# [Tugas yang dikerjakan]
Kumpulkan semua baris dalam daftar di bawah yang memuat kata "helmet". Perbedaan huruf besar dan kecil diperhitungkan.
________
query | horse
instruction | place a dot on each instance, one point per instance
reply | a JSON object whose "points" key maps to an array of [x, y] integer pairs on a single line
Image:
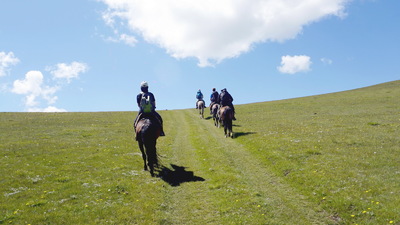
{"points": [[200, 107], [214, 112], [147, 132], [226, 116]]}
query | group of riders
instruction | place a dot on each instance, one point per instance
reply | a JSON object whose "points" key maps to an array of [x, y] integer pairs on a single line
{"points": [[147, 103], [223, 99]]}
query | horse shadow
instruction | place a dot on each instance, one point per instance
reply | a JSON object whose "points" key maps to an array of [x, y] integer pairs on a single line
{"points": [[177, 175], [238, 134]]}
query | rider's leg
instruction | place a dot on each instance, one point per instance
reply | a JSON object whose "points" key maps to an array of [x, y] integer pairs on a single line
{"points": [[159, 118], [135, 123]]}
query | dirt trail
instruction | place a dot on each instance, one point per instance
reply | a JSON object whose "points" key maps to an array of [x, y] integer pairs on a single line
{"points": [[228, 184]]}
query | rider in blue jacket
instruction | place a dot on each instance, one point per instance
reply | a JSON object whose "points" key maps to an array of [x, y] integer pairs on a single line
{"points": [[149, 108], [226, 100]]}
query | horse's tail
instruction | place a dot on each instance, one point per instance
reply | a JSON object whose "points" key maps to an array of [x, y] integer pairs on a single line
{"points": [[149, 133]]}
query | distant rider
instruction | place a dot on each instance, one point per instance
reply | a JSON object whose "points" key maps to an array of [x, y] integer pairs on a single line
{"points": [[147, 105], [199, 97], [214, 98], [226, 100]]}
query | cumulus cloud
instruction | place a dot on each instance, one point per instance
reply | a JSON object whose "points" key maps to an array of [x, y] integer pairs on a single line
{"points": [[48, 109], [124, 38], [212, 31], [68, 71], [295, 64], [7, 60], [36, 91], [326, 61], [33, 88]]}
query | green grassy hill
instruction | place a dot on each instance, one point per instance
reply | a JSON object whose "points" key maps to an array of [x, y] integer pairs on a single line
{"points": [[327, 159]]}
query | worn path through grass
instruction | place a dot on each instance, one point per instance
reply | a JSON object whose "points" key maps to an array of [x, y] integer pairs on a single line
{"points": [[237, 187]]}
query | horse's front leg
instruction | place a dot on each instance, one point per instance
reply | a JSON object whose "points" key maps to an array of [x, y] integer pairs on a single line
{"points": [[143, 154]]}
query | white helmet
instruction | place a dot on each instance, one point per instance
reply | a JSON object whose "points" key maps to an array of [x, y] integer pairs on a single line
{"points": [[144, 84]]}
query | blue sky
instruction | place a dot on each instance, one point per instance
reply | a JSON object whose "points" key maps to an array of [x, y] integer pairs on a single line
{"points": [[90, 55]]}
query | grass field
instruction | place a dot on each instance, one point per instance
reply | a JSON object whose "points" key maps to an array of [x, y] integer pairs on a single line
{"points": [[328, 159]]}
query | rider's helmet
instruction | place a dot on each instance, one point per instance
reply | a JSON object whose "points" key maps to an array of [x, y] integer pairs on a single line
{"points": [[144, 84]]}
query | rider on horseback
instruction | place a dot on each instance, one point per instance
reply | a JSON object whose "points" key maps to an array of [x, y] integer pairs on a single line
{"points": [[199, 97], [226, 100], [147, 106], [214, 98]]}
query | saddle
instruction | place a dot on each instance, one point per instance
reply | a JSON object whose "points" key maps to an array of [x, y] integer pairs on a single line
{"points": [[146, 116]]}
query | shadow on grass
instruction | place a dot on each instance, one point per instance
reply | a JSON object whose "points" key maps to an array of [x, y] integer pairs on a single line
{"points": [[238, 134], [177, 175]]}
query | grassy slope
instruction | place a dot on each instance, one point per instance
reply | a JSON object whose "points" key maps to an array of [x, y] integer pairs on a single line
{"points": [[326, 159]]}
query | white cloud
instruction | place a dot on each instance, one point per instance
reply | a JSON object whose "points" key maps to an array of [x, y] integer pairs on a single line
{"points": [[125, 38], [212, 31], [295, 64], [33, 88], [68, 71], [37, 92], [48, 109], [326, 61], [7, 60]]}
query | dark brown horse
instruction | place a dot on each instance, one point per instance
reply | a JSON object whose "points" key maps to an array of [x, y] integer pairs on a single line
{"points": [[214, 112], [200, 107], [147, 132], [226, 116]]}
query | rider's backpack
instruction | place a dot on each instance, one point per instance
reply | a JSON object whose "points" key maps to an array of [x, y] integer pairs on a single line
{"points": [[199, 95], [145, 104]]}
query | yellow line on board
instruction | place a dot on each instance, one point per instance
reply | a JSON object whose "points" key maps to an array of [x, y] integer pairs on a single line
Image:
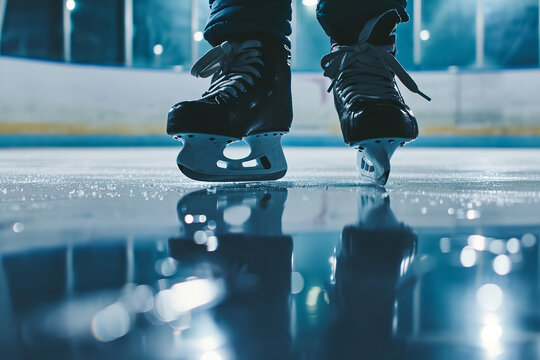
{"points": [[154, 129], [79, 129]]}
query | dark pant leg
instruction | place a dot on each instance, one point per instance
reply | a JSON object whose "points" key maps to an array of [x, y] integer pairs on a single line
{"points": [[343, 20], [229, 18]]}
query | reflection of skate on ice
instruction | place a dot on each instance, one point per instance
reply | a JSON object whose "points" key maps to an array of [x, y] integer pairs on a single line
{"points": [[249, 100], [374, 117], [236, 234], [253, 212]]}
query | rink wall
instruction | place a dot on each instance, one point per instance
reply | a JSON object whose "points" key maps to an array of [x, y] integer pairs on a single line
{"points": [[39, 97]]}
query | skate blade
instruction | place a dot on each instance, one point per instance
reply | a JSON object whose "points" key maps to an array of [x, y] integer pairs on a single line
{"points": [[203, 158], [373, 159]]}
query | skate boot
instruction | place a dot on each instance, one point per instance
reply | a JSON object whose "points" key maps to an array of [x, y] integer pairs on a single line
{"points": [[374, 117], [249, 100]]}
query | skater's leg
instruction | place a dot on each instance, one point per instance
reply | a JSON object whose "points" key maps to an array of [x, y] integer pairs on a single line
{"points": [[249, 98], [229, 18], [342, 20], [373, 115]]}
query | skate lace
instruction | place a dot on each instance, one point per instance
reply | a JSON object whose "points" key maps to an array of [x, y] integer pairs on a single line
{"points": [[233, 65], [366, 70]]}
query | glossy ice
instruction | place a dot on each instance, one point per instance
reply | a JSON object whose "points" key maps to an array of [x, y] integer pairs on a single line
{"points": [[112, 253]]}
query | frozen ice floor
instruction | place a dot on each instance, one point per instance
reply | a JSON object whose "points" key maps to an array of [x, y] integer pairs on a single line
{"points": [[113, 254]]}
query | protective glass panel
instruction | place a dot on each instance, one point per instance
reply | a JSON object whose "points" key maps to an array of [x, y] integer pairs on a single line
{"points": [[511, 33], [33, 28], [162, 33], [448, 33], [97, 32]]}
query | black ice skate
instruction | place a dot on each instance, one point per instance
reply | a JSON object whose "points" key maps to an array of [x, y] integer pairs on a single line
{"points": [[374, 117], [249, 99]]}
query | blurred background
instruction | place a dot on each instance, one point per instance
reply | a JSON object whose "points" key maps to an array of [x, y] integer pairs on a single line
{"points": [[107, 71]]}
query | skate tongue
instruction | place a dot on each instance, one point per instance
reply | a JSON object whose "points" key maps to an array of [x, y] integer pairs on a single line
{"points": [[234, 64], [352, 63]]}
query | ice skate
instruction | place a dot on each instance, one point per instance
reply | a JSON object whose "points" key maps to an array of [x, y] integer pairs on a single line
{"points": [[373, 115], [249, 100]]}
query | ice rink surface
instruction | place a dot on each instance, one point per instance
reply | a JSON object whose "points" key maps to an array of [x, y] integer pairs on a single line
{"points": [[111, 253]]}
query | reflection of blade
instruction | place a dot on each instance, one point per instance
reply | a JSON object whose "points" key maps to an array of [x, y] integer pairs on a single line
{"points": [[233, 210]]}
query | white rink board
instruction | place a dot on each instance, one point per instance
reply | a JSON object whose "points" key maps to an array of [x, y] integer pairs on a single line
{"points": [[48, 97]]}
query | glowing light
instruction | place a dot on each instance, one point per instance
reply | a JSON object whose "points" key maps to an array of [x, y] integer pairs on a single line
{"points": [[502, 265], [201, 218], [473, 214], [513, 246], [189, 295], [18, 227], [528, 240], [467, 256], [167, 266], [212, 244], [198, 36], [237, 215], [211, 355], [445, 245], [496, 246], [200, 237], [313, 296], [489, 297], [478, 242], [70, 5], [111, 323], [212, 225], [297, 283], [491, 332], [158, 49], [425, 35]]}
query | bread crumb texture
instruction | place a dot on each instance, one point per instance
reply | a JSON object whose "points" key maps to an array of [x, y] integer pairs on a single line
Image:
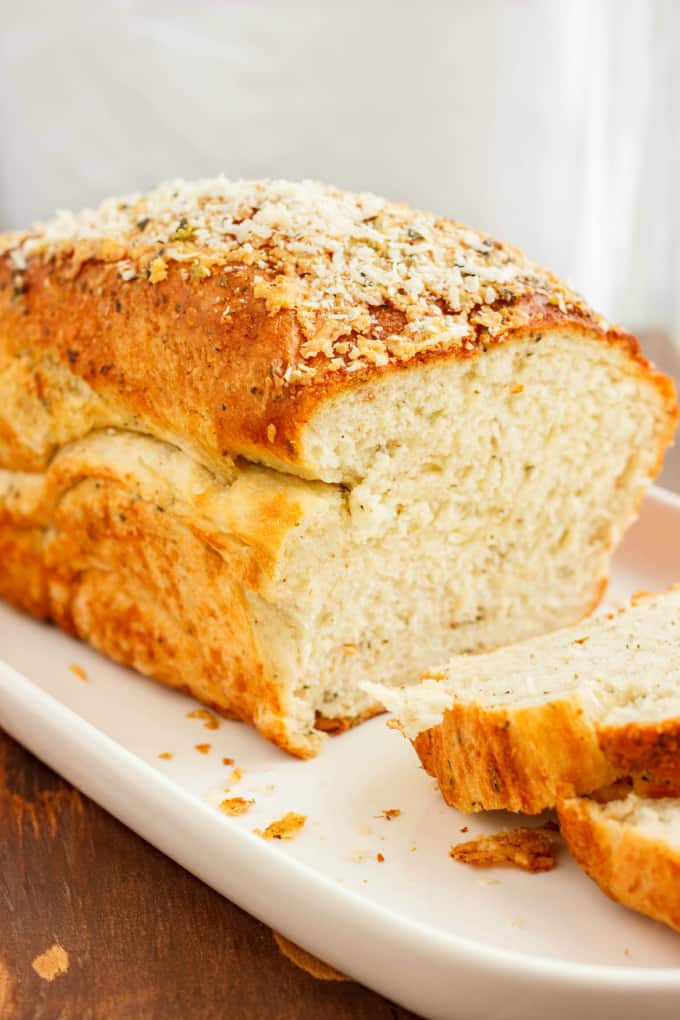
________
# [Jawaban tugas]
query | white helmet
query | rider's helmet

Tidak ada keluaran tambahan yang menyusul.